→ **TASK BRIEF**
Each line of the data must be set down again without a single difference.

=-=-=-=-=

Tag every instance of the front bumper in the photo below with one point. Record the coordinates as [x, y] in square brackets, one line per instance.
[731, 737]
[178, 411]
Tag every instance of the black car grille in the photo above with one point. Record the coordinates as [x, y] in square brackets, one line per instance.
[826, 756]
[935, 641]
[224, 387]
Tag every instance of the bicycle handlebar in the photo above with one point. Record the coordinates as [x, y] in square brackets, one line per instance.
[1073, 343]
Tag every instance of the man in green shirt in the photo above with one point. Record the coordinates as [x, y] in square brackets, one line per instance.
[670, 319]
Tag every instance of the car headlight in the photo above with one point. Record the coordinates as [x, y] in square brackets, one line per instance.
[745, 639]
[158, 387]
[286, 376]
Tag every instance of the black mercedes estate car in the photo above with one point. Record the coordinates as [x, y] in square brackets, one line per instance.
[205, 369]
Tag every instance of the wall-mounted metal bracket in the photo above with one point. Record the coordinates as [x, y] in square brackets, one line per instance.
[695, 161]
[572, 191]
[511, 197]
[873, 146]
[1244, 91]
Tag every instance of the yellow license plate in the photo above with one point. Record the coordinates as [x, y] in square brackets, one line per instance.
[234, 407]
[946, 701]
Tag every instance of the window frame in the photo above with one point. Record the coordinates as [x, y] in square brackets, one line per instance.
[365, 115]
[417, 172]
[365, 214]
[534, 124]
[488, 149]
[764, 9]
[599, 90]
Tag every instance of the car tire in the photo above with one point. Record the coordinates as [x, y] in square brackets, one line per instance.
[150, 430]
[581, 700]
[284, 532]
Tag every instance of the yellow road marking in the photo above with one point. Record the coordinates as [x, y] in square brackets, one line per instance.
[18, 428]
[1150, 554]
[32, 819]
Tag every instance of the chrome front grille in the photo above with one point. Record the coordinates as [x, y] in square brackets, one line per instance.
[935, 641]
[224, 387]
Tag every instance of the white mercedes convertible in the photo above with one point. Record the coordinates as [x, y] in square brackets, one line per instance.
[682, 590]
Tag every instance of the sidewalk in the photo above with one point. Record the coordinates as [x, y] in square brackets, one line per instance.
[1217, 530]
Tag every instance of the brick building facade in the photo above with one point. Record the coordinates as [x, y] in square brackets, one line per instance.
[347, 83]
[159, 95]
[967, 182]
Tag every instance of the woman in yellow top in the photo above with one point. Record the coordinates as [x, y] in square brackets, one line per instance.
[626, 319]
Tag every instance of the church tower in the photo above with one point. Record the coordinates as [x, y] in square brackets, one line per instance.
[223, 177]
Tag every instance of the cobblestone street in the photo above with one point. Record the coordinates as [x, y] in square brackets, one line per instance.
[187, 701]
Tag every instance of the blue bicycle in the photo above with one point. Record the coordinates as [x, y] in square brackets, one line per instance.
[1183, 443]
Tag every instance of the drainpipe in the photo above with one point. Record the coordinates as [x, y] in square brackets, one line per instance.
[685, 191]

=-=-=-=-=

→ **THE COMPLETED TASK**
Tag every instance of the front bumper in the photo below with one point. Record the coordinates as [x, y] in square brackets, one line per instance.
[731, 737]
[178, 411]
Tag every instance of the black car grille in the photo above with one point. Record the coordinates as [x, y] in square brackets, one line per instance.
[826, 756]
[935, 641]
[224, 387]
Tag every instance of the bicycle handlebar in the photo above with one point. Record the coordinates as [x, y] in square brackets, one line per instance.
[1073, 343]
Tag every instance of the man in green shirt in the photo above with one point. Record the coordinates as [x, y] in square brackets, one line per instance.
[670, 319]
Tag every instance of the car headlight in the photo above with one point. Record the coordinates as [x, y] in square brackets, one line per instance.
[745, 639]
[158, 387]
[286, 376]
Tag every instance of the black mercedes estate car in the photo above with one point. Record the coordinates as [x, y] in square brackets, one line per instance.
[205, 369]
Tag every instance of the wall-mounted metal bracket in the photo above with one point. Record the coordinates as [x, y] in square brackets, one line per instance.
[695, 161]
[572, 191]
[511, 197]
[873, 146]
[1244, 91]
Tag every instance of the yellow license plate in the photo above with one point. Record the coordinates as [x, y] in square brackets, one line per instance.
[234, 407]
[946, 701]
Tag every instance of the window frame in the photo above with one point. Record the coordinates as [x, y] in square brackets, one line per instance.
[365, 115]
[417, 172]
[365, 214]
[534, 124]
[488, 149]
[764, 9]
[599, 90]
Tag every instance of the car tire in the photo above with one point. Record the coordinates as [x, y] in square brackets, one line per instance.
[150, 430]
[581, 700]
[284, 532]
Tag every instance of the yellow road marking in the photo above with one point. Record the coordinates as [x, y] in square brackets, one line per instance.
[18, 428]
[1150, 554]
[32, 819]
Tag every instance of the chrome front grille in the photo above with one point. Record the coordinates as [x, y] in square brackets, one line per instance.
[935, 641]
[224, 387]
Tag every instance of the white mercedes convertible in the photo above with one point. Record the coordinates as [x, y] in square brackets, one line per instance.
[682, 590]
Tag every instance of the sidewalk in the photo above with one point. Record the coordinates as [x, y] in square brackets, one line per instance.
[1217, 530]
Tag every instance of the brick building facade in the photo above with one point. Record the coordinates as [x, y] in square brackets, one line per instance.
[347, 83]
[159, 95]
[967, 182]
Tag every instance of the woman in yellow top in the photo above with one point. Record the coordinates as [x, y] in square brackets, one line per instance.
[626, 319]
Tag every instance of the church tower in the photo above with one point. Record the coordinates as [x, y] in square brackets, one line per instance.
[223, 177]
Tag every instance of the cobblestone street in the photo above with one point. Record the coordinates as [x, y] in square brackets, one line per instance.
[187, 701]
Tag every instance of the blue bicycle in the photo above with one point. Record the coordinates as [x, y] in square brackets, one line per instance.
[1183, 443]
Tag every instance of the drainpipe in the photo above with one point. Record the coordinates as [x, y] in square brackets, one line per instance.
[685, 191]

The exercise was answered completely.